Beneath this sentence is a set of records; write each of them out exactly.

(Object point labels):
────────────────

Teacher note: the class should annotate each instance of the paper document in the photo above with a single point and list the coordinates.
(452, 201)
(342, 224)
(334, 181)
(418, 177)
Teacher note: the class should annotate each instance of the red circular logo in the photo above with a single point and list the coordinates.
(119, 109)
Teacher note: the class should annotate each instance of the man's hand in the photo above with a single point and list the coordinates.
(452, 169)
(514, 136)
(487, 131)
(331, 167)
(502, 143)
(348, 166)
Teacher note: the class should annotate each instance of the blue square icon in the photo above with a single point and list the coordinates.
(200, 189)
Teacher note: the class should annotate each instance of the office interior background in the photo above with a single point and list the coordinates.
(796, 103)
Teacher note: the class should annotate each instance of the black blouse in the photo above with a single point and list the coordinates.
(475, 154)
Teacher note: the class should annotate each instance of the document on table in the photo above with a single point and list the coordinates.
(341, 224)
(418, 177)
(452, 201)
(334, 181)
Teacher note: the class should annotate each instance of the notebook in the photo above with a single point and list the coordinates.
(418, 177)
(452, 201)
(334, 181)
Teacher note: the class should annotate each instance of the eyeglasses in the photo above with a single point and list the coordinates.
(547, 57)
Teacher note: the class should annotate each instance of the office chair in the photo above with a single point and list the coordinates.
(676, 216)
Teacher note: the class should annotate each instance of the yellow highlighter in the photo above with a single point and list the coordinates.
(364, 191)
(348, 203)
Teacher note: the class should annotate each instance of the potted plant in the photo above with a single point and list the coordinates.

────────────────

(Task response):
Teacher note: the class should annotate each instance of the paper document in the photo above with a single point and list the coordinates.
(452, 201)
(342, 224)
(334, 181)
(418, 177)
Teacher note: the class should annotate each instance of the red circular logo in the photo above with a single point and list the coordinates.
(119, 109)
Teacher note: the class should annotate each instance of the man's hand in the photo above with a single point and list the coordinates.
(452, 169)
(514, 136)
(487, 131)
(331, 167)
(502, 143)
(348, 166)
Teacher note: the class should annotate each instance of the blue square icon in the photo above with a single point and list the coordinates.
(200, 189)
Teacher note: the class should annotate each instance of the office interior background in the photo above with a single point and list the coordinates.
(796, 103)
Teacher note: the class should annotate each instance of the black blouse in the photo above with a single point and list the coordinates.
(475, 154)
Teacher note: the class should annotate each instance of the document on table in the photo above with a single point and list the coordinates.
(341, 224)
(418, 177)
(452, 201)
(334, 181)
Teacher note: the class should annotate each instance of the notebook in the photo above with a single point and list the coordinates.
(418, 177)
(452, 201)
(334, 181)
Teacher note: the class should annotate each instance of the eyeglasses in the photo above with a single point and list the coordinates.
(547, 57)
Teacher note: the class should annotate each instance of the office chair in the photo above with a single point and list the coordinates.
(676, 216)
Teacher note: the class should annotate each instance of the yellow highlighter in the photo above with a single point and list the coordinates.
(364, 191)
(348, 203)
Teacher note: the class should annotate each instance of the potted plant in the photo above with a single point and list the coordinates.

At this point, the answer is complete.